== WRITTEN PROBLEM ==
Exactly the lines from the one containing "target: <item>dark gray pants</item>" through the end of the data below are to be reproduced, and nothing besides them.

== MATERIAL SHOWN ==
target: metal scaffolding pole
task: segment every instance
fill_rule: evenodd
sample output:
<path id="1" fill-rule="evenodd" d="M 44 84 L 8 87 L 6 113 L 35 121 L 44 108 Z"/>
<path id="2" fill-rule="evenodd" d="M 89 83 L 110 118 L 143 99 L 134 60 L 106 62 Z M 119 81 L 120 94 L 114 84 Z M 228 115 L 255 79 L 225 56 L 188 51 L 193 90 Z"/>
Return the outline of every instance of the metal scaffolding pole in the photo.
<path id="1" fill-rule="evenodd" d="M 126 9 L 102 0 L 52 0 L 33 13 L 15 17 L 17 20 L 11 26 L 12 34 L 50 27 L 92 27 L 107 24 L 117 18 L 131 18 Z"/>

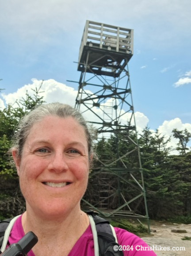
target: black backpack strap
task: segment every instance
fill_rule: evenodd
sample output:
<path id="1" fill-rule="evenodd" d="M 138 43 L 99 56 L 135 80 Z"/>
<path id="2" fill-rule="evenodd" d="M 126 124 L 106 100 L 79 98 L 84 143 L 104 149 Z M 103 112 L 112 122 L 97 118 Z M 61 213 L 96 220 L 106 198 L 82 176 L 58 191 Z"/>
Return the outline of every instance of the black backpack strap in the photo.
<path id="1" fill-rule="evenodd" d="M 87 213 L 92 215 L 95 223 L 98 240 L 99 256 L 123 256 L 122 251 L 115 250 L 119 248 L 109 221 L 99 217 L 93 212 Z"/>
<path id="2" fill-rule="evenodd" d="M 2 245 L 3 241 L 4 238 L 4 235 L 7 228 L 9 225 L 11 219 L 6 219 L 0 222 L 0 248 Z M 0 253 L 1 252 L 0 251 Z"/>

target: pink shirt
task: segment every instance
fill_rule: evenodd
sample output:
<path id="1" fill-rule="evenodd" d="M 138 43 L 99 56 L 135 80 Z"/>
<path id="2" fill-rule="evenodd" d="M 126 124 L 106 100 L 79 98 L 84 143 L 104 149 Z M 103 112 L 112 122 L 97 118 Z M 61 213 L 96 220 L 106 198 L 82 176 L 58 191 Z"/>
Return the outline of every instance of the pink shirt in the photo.
<path id="1" fill-rule="evenodd" d="M 8 240 L 9 244 L 17 243 L 24 235 L 21 222 L 22 217 L 16 221 L 11 232 Z M 148 245 L 141 238 L 128 231 L 115 228 L 118 240 L 121 245 L 124 256 L 156 256 L 156 254 L 149 250 Z M 50 253 L 51 254 L 51 253 Z M 35 256 L 32 250 L 28 256 Z M 68 256 L 94 256 L 93 235 L 90 225 L 78 239 Z"/>

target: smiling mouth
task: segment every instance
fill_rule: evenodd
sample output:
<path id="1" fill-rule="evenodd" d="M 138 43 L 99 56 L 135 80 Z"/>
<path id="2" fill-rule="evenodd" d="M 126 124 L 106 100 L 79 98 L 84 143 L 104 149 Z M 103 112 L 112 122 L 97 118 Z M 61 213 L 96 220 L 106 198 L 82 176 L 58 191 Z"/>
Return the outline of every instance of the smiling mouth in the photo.
<path id="1" fill-rule="evenodd" d="M 49 187 L 53 187 L 53 188 L 63 188 L 70 184 L 70 182 L 61 182 L 60 183 L 55 183 L 54 182 L 42 182 L 43 184 L 49 186 Z"/>

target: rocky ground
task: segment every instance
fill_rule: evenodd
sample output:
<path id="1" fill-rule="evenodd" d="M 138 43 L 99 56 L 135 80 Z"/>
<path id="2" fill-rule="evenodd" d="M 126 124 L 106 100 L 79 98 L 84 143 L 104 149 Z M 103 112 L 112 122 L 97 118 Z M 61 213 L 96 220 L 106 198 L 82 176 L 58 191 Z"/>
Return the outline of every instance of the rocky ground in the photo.
<path id="1" fill-rule="evenodd" d="M 191 239 L 191 224 L 152 222 L 151 236 L 142 237 L 154 248 L 157 256 L 190 256 L 191 240 L 182 240 L 185 236 Z"/>

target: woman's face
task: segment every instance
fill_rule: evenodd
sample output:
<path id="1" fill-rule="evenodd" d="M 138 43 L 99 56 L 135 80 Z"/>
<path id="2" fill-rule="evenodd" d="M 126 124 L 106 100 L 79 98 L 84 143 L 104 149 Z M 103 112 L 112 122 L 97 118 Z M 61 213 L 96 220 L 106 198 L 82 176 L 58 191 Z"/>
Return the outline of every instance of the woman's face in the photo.
<path id="1" fill-rule="evenodd" d="M 27 210 L 55 217 L 80 209 L 88 155 L 84 129 L 73 118 L 50 116 L 34 123 L 20 159 L 13 153 Z"/>

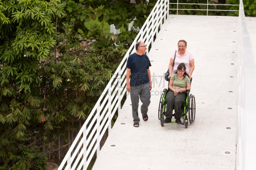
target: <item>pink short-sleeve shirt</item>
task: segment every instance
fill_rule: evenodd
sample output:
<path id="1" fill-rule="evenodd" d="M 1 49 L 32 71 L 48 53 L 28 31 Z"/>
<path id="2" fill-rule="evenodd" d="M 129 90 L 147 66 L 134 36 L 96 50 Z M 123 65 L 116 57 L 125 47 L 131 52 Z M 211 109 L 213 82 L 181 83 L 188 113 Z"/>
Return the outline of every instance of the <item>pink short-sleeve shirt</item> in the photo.
<path id="1" fill-rule="evenodd" d="M 175 52 L 174 52 L 172 54 L 171 57 L 174 60 L 174 54 Z M 179 55 L 178 51 L 176 51 L 176 57 L 175 58 L 175 60 L 174 61 L 174 66 L 172 69 L 172 75 L 174 74 L 174 72 L 177 70 L 177 68 L 179 64 L 182 63 L 185 64 L 186 66 L 186 72 L 188 74 L 189 74 L 190 71 L 190 64 L 189 61 L 194 59 L 194 56 L 188 50 L 186 50 L 185 54 L 182 56 L 180 56 Z"/>

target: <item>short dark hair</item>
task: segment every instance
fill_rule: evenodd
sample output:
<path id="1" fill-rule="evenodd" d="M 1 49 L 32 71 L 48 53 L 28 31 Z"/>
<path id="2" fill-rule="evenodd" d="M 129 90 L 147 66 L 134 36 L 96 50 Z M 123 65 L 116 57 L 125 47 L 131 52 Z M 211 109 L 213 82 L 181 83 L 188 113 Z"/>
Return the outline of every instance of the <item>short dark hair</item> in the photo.
<path id="1" fill-rule="evenodd" d="M 136 51 L 138 50 L 138 48 L 140 45 L 140 42 L 138 42 L 136 44 L 136 45 L 135 46 L 135 49 L 136 50 Z"/>
<path id="2" fill-rule="evenodd" d="M 186 66 L 185 65 L 185 64 L 183 63 L 181 63 L 179 64 L 178 67 L 177 67 L 177 70 L 174 71 L 174 73 L 175 74 L 177 74 L 178 72 L 178 70 L 181 70 L 183 68 L 184 68 L 184 70 L 186 70 Z M 187 71 L 184 72 L 184 74 L 183 75 L 183 77 L 184 77 L 184 78 L 185 78 L 186 76 L 187 76 L 188 77 L 189 77 L 189 76 L 188 75 L 188 74 L 187 73 Z"/>
<path id="3" fill-rule="evenodd" d="M 178 44 L 179 44 L 179 43 L 180 42 L 185 42 L 185 45 L 186 46 L 187 46 L 187 41 L 186 41 L 185 40 L 180 40 L 178 42 Z"/>

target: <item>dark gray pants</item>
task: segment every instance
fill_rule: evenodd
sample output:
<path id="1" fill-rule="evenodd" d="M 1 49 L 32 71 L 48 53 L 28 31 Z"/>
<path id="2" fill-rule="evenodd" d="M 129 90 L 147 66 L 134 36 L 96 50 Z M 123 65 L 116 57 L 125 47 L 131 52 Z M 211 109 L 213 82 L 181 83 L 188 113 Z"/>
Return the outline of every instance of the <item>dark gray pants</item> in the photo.
<path id="1" fill-rule="evenodd" d="M 165 114 L 166 118 L 172 117 L 172 110 L 174 109 L 174 118 L 178 119 L 182 116 L 183 109 L 181 109 L 181 105 L 185 100 L 187 94 L 185 92 L 180 93 L 176 96 L 171 90 L 169 90 L 166 94 L 165 102 L 166 104 L 166 113 Z"/>
<path id="2" fill-rule="evenodd" d="M 132 101 L 133 123 L 139 123 L 140 121 L 138 112 L 139 99 L 140 99 L 142 102 L 140 111 L 142 116 L 145 116 L 148 113 L 148 107 L 150 104 L 151 96 L 149 83 L 133 87 L 131 86 L 130 95 Z"/>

== WRITTEN ANSWER ==
target: <item>dark gray pants</item>
task: segment every instance
fill_rule: evenodd
sample output:
<path id="1" fill-rule="evenodd" d="M 1 49 L 32 71 L 48 53 L 28 31 Z"/>
<path id="2" fill-rule="evenodd" d="M 129 90 L 147 66 L 134 36 L 96 50 Z M 123 65 L 116 57 L 125 47 L 131 52 Z M 211 109 L 213 82 L 181 83 L 188 113 Z"/>
Return the outline of every instance of the <item>dark gray pants</item> in the photo.
<path id="1" fill-rule="evenodd" d="M 165 114 L 166 118 L 172 117 L 172 110 L 174 109 L 174 118 L 178 119 L 182 116 L 183 109 L 181 109 L 181 105 L 185 100 L 187 94 L 185 92 L 180 93 L 176 96 L 171 90 L 169 90 L 166 94 L 165 102 L 166 104 L 166 113 Z"/>
<path id="2" fill-rule="evenodd" d="M 132 101 L 133 123 L 139 123 L 140 121 L 138 112 L 139 99 L 140 99 L 142 102 L 140 111 L 142 116 L 145 116 L 148 113 L 148 107 L 150 104 L 151 96 L 149 83 L 133 87 L 131 86 L 130 95 Z"/>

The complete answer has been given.